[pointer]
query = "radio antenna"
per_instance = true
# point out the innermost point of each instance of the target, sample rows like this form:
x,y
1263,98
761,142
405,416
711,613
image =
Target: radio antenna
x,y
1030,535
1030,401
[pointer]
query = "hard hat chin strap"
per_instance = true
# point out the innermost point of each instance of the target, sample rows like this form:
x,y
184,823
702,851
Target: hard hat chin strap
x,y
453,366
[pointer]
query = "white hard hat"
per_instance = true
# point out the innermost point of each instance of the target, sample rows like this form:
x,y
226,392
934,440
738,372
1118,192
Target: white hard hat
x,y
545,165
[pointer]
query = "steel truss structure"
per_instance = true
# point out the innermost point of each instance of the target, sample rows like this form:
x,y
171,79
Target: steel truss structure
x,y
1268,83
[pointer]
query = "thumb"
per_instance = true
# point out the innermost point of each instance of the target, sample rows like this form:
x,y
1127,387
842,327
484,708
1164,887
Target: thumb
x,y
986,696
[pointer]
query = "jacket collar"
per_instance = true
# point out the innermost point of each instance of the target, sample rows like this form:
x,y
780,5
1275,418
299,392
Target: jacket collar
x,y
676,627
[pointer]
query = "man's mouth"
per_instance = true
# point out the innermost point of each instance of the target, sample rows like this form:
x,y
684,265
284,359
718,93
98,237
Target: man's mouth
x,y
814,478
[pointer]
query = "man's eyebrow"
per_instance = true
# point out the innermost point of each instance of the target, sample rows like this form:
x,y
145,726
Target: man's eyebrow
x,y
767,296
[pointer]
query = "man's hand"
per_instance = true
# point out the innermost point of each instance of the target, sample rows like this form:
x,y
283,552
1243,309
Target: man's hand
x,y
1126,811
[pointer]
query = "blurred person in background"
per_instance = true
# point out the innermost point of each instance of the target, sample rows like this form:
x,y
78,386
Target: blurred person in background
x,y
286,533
· · ·
> [The request] Transcribe each entry precisely, missing none.

> [Answer to this exercise]
[pointer]
query = "radio antenna"
per_instance = true
# point out the innermost point of each instance of the target, sample rows like this form:
x,y
1263,98
761,142
405,416
711,613
image =
Target: radio antenna
x,y
1030,535
1030,401
[pointer]
query = "hard hat chin strap"
per_instance = true
# point out the innermost point of each instance of the target, sample rows like this form:
x,y
184,823
702,851
Target: hard hat chin strap
x,y
453,366
[pointer]
query = "white hard hat"
per_instance = true
# point out the innermost point of each instance of the target, sample rows like this form:
x,y
226,392
934,440
738,372
1118,192
Target: white hard hat
x,y
545,165
[pointer]
query = "steel truss structure"
per_instance = true
# point out the innermost point of each instance of the target, sample rows like this form:
x,y
171,79
Target: steel truss structure
x,y
1268,83
[pointer]
query = "thumb"
per_instance = true
# point out the innermost point of each instance of the target, sample rows like this form:
x,y
1127,387
842,327
484,708
1164,887
Target: thumb
x,y
986,696
[pointer]
query = "jacket collar"
per_instance = true
# point out the innermost point of each instance of the target, sample rows like this form:
x,y
780,5
1275,418
299,392
Target: jacket collar
x,y
676,627
[pointer]
query = "man's mouth"
per_instance = true
# point out the innermost point of each instance of the target, sample rows like this form:
x,y
684,265
284,359
718,93
98,237
Target: man's mouth
x,y
814,478
[pointer]
query = "man's eyebrow"
per_instance = true
# point out the innermost point of each instance of the target, sample rows like this form:
x,y
145,726
Target: man's eyebrow
x,y
767,296
[pointer]
query = "man's hand"
per_instance = true
# point out the innermost point of each instance of the target, sample rows like this form:
x,y
283,552
1243,309
Target: man's hand
x,y
1126,811
[pointer]
query = "blurred person in background"
per_instance = true
# point out the innermost point of each instance of the target, sample rows like this form:
x,y
78,386
Target: blurred person in background
x,y
286,533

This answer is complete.